------ Passage given

For organisations such as Unrepresented Nations and People Organisation (UNPO) and Crisis Balochistan, the concern is that China -- which is expanding the deep port close to the Iranian border at Gwadar for both naval and merchant berths and is thought to be reconnoitering the area for mineral deposits outside the Sui gas fields -- may recommend to Pakistan's state that methods similar to those employed in Tibet be used to suppress the people and destroy their culture.
In the last month, high profile murders have included Professor Saba Dashtyari of Balochistan University, a distinguished scholar and teacher and the third member of the staff of the university to be shot, the boxer Abrar Hussain, who represented Pakistan at the Olympics, 22-year-old Shafi Baloch, leader of the Baloch Students Organisation, whose body was found two weeks ago in the area of the Bolan pass, and Sanghat Sana Baloch, the leader of the Balochistan Republican Party. Ordinary Balochis are being kidnapped by Pakistan's state agencies in their hundreds each week, tortured and their mutilated bodies left in the wild landscapes for families and relatives to reclaim.
The loss to the Baloch people of their cultural torchbearers as well as their husbands and sons is devastating. Pakistan's ordinary citizens, fed a diet of media misinformation that India and Afghanistan are funding Balochi nationalism, simply wash their hands.
It is high time that the persecution of Balochis is taken up again at the United Nations. Of secondary importance only is that a complicated melee of military Pakistan, Chinese and Iranian interests are swirling around the borders and the Makran coast. Those "warm waters" are up on the international agenda again.

------------
------ Data block

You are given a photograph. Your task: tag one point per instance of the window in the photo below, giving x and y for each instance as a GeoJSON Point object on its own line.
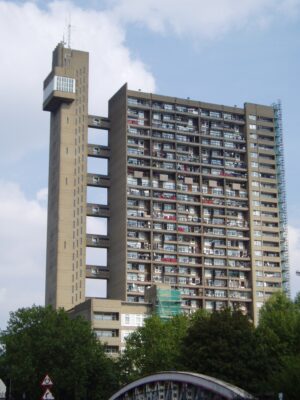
{"type": "Point", "coordinates": [106, 316]}
{"type": "Point", "coordinates": [107, 332]}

------------

# What you have to do
Reproduce word for word the stretch of the passage on Balochistan from "The loss to" through "wash their hands.". The data has no connection to the passage on Balochistan.

# Reply to the task
The loss to the Baloch people of their cultural torchbearers as well as their husbands and sons is devastating. Pakistan's ordinary citizens, fed a diet of media misinformation that India and Afghanistan are funding Balochi nationalism, simply wash their hands.